AIM OF THE TASK. Quote the listing below in full and exactly as written, but omit every picture.

ENTRIES SUPPLIED.
-- Start --
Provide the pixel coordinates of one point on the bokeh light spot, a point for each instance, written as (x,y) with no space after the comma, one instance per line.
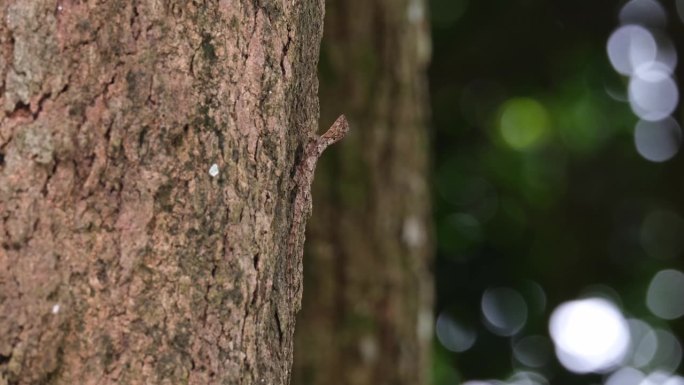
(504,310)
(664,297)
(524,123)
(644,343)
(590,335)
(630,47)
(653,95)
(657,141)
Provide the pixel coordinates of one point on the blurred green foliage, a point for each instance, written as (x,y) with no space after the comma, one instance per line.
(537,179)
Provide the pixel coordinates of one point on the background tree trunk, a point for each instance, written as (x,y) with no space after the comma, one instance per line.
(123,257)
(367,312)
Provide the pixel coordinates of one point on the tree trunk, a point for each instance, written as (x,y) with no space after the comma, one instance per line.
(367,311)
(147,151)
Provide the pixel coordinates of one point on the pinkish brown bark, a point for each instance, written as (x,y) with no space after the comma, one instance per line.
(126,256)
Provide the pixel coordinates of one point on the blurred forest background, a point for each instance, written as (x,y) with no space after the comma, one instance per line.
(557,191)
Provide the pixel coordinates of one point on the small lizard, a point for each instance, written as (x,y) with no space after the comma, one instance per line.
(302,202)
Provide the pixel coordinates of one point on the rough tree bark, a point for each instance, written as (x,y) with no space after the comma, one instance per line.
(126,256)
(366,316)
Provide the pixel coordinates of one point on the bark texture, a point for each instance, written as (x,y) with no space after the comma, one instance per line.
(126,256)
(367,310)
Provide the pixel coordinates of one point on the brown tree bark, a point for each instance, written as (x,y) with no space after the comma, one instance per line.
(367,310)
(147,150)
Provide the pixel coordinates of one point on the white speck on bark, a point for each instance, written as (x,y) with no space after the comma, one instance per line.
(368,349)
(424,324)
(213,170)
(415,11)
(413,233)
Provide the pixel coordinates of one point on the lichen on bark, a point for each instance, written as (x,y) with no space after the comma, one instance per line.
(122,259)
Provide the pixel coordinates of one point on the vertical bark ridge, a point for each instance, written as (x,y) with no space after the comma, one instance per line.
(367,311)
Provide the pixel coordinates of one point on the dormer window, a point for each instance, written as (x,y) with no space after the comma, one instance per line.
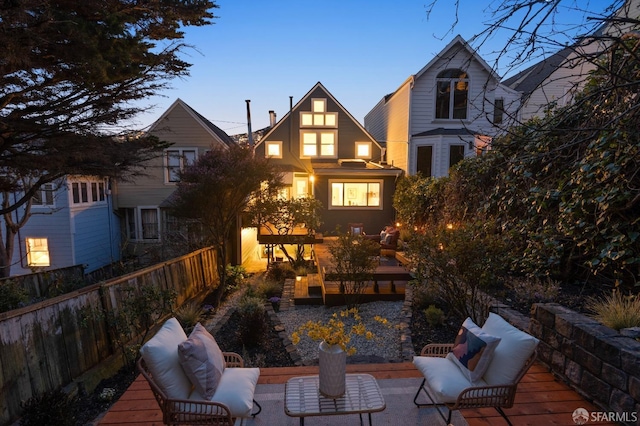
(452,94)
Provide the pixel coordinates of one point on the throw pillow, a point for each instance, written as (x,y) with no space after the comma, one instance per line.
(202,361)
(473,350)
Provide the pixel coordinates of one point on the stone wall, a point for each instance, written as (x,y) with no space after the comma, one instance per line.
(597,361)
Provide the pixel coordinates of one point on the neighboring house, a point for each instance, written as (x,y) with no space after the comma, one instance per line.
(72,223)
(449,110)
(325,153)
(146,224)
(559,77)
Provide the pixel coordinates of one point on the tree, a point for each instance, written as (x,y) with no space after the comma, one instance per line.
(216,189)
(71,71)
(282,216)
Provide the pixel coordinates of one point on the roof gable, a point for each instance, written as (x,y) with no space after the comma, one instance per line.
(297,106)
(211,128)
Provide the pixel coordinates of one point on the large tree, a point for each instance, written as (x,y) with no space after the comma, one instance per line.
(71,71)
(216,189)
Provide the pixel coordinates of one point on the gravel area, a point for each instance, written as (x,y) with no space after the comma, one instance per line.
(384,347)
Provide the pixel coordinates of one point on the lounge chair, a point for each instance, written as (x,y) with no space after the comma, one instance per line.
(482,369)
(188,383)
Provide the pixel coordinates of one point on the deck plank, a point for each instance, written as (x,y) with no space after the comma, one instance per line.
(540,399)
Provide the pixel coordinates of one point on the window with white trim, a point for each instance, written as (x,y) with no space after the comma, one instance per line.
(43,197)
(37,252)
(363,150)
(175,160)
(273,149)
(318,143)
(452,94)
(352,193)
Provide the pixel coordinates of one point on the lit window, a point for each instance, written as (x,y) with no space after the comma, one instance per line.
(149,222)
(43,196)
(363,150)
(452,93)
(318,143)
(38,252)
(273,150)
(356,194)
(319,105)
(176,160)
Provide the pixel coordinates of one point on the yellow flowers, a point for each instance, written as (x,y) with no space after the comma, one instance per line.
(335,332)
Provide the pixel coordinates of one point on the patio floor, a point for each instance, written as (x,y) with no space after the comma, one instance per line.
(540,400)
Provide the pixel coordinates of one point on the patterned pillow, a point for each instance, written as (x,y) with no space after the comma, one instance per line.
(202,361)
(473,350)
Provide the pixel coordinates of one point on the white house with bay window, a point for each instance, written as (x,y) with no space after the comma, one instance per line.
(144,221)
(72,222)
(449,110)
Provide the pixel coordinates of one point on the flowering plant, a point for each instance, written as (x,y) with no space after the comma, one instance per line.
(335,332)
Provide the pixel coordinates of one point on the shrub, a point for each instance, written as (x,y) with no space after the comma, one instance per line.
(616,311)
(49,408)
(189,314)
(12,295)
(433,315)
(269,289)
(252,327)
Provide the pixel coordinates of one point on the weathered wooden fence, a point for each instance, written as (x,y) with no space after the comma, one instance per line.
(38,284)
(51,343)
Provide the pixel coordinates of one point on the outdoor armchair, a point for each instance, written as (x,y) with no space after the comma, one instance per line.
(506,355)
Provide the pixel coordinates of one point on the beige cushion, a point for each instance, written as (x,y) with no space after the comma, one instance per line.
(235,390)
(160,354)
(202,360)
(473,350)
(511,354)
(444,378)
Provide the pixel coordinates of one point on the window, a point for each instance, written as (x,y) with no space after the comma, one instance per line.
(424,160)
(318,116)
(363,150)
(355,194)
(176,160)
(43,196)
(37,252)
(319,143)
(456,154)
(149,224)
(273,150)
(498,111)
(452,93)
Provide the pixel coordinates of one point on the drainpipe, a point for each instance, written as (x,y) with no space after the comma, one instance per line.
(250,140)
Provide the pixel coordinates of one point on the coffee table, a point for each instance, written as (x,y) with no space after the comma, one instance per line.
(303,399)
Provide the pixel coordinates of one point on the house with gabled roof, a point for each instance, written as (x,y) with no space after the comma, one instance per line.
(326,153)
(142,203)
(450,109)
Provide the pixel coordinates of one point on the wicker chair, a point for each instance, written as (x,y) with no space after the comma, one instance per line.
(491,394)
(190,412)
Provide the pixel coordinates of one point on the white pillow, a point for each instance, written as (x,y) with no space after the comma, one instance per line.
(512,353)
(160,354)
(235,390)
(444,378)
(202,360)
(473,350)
-- End --
OUTPUT.
Provide the pixel coordinates of one point on the bokeh light spot, a point for each instance, written as (x,y) with no space after the comma, one instance per line.
(504,310)
(664,297)
(524,123)
(644,343)
(590,335)
(630,47)
(653,95)
(657,141)
Provide the pixel coordinates of one point on the blurred green foliage, a point for each instance, written as (x,y) with no space after the comma, one instance per line.
(537,179)
Provide the pixel coordinates of one point on the background tree trunk, a point for each instance, written as (x,y) with no space after the comma, one instance per line.
(123,257)
(367,312)
Provide the pixel coordinates of one point on the tree trunk, a point for each instance, written as (x,y) with no space after the comma, one instance per line.
(367,311)
(147,151)
Provide the pixel coordinates of one point on the pinkish brown bark, a point for each instance, written as (x,y) with no space after the comma, one instance per line.
(126,256)
Provide the pixel coordinates of one point on the blurred forest background, a point for each instance, written as (x,y) with no space after the comma, one instance per line.
(557,191)
Provide the pixel coordinates of one point on the small lizard, a point for each instance, written as (x,y) with no space after the comma, one instance per line.
(302,202)
Provide the pixel coordinates of one point on the rough tree bark, a point for each instance, written as (x,y) with no space after the comma, one instance per line.
(126,256)
(366,316)
Provide the pixel coordinates of one point on the bark texture, a point for each instance, written as (x,y) with no space after the comma, one instance per line.
(126,256)
(367,310)
Provide the pixel coordinates of one point on the brown tree bark, a point for each instance, written as (x,y) with no space after the comma, one instance per line.
(367,310)
(147,150)
Provide the pixel coordinates of one point on the white speck on bark, a point for each instance, written as (x,y) with no space after the comma, one instance per line.
(368,349)
(424,324)
(213,170)
(415,11)
(413,233)
Provide the pixel coordinates of one point on the lichen on bark, a point for each instance, written as (x,y) with no space after the comma, one instance per line.
(122,259)
Provide the pixel coordinates of one point on the vertical bark ridge, a point for each instance, written as (x,y) with no space after the comma, one instance per line.
(367,311)
Provide the pixel coordinates of one point on the dormer window, a point for each instance, written as (x,y) with no space after the comma, one instance per line.
(452,94)
Provide the pixel coordinates of one point on the throw pillow, a point for each instance, written as (x,y) with no space after the comma, one instance per line.
(202,361)
(473,350)
Provide the pixel coordinates of one point on the stone wall, a point for each instance, written as (x,y) with no space after the comma, one instance per line.
(597,361)
Provide the pixel coordinates of one point on the neighboring house, a point for each instance, written as (x,y) with no space after the comma, one instance per line.
(72,223)
(449,110)
(325,153)
(146,224)
(559,77)
Provide the pixel coordinates of one point on the tree, a point for each instance, written as (x,y) with no space after the comma, one instance per line.
(216,189)
(71,71)
(282,216)
Provide the pixel coordinates of one point on the roof gable, a point for each instance, written as (x,y) with no space after the comma, one instance per line.
(297,106)
(211,128)
Provide the pixel coordinates of one point on the large tree, a point for each instance, written as (x,y) with no space after the comma, one instance per line.
(71,71)
(216,189)
Provide the pixel coordinates of one point on the gravel area, a point for each instance, written as (x,y) with no space after the comma, one instance per line.
(384,347)
Provide the pixel coordinates of one point on the lounge chair, a point for each instance, written as (x,y) with no space after the comma, one instance per line.
(482,369)
(188,383)
Provide the pixel coordinates of one point on the deck plank, a point for each instance, written as (x,y) with no space after the comma, one instance per line.
(540,399)
Provide the pixel coordinates of one point on the window with white trim, a point for each instance, written as (x,y) with no space after the comma, one instance per line.
(43,197)
(37,252)
(363,150)
(175,160)
(273,149)
(318,143)
(452,94)
(352,193)
Provide the pixel coordinates of one point on the lit window, a point for each instance, written as (x,y) with no space after the comma, one instance per line.
(149,222)
(43,196)
(363,150)
(452,93)
(318,143)
(38,252)
(273,150)
(356,194)
(319,105)
(176,160)
Provide the pixel coordinates of one point on the yellow flowers, a point for each instance, written as (x,y) with no space after the comma, one instance per line.
(335,332)
Provide the pixel coordinates of one point on the patio floor, a point for each instance, written as (x,y) with no space after the comma, one instance per line.
(540,400)
Provide the pixel coordinates of one point on the patterned pillow, a point for each instance, written as (x,y) with no space after the comma, one instance per line.
(202,361)
(473,350)
Provide the pixel coordinates of one point on the white house with bay window, a point for each instance, written as (x,y) with no space after the comma, one instance per line.
(144,221)
(72,222)
(449,110)
Provide the pixel coordinates of one point on the flowering plant, a point for each instance, written as (x,y) with no space after the comma, one instance per line.
(335,332)
Provide the pixel coordinates of one point on the shrub, a point for each instance, written as (x,y) with no space after the comma, one instance per line.
(616,311)
(49,408)
(189,314)
(12,295)
(433,315)
(269,289)
(252,327)
Provide the pixel coordinates of one point on the weathered wooden fence, a point for each instance, written as (x,y) with no space after the comma, one instance per line.
(38,284)
(51,343)
Provide the pixel coordinates of one point on the outdoor armchair, a point for each instance, written as (x,y) with no space after the comma, one instance per line.
(506,355)
Provide the pixel coordinates of one point on the beige cushion, a point for each instance, written as (x,y) with no space after the comma, one instance per line.
(235,390)
(160,354)
(202,360)
(473,350)
(511,354)
(444,378)
Provide the pixel coordinates of one point on the window, a point for each instance, written as (x,y) with no space after the comma, one instance per line.
(424,160)
(318,116)
(363,150)
(355,194)
(176,160)
(43,196)
(37,252)
(319,143)
(456,154)
(149,224)
(273,150)
(498,111)
(452,93)
Provide the pixel coordinates of one point on the drainpipe, a point for each instance, written as (x,y) with no space after the comma, one instance per line.
(250,140)
Provide the pixel coordinates of one point on the coffee table, a point for each instance, written as (x,y) with no space after the comma, one instance per line.
(303,399)
Provide the pixel coordinates of one point on the house with gabled roof, a point for each instance, written as (x,y) with no space after the comma, one instance per line.
(326,153)
(142,203)
(450,109)
Provide the pixel coordinates of one point on the wicker chair, a point for each instance, written as (x,y) with no space after the comma, one instance per line.
(491,394)
(190,412)
Provide the pixel coordinates of one point on the white pillow, a point for each instance, written as (x,y) with no space after the comma, one instance per line.
(512,353)
(160,354)
(235,390)
(444,378)
(202,360)
(473,350)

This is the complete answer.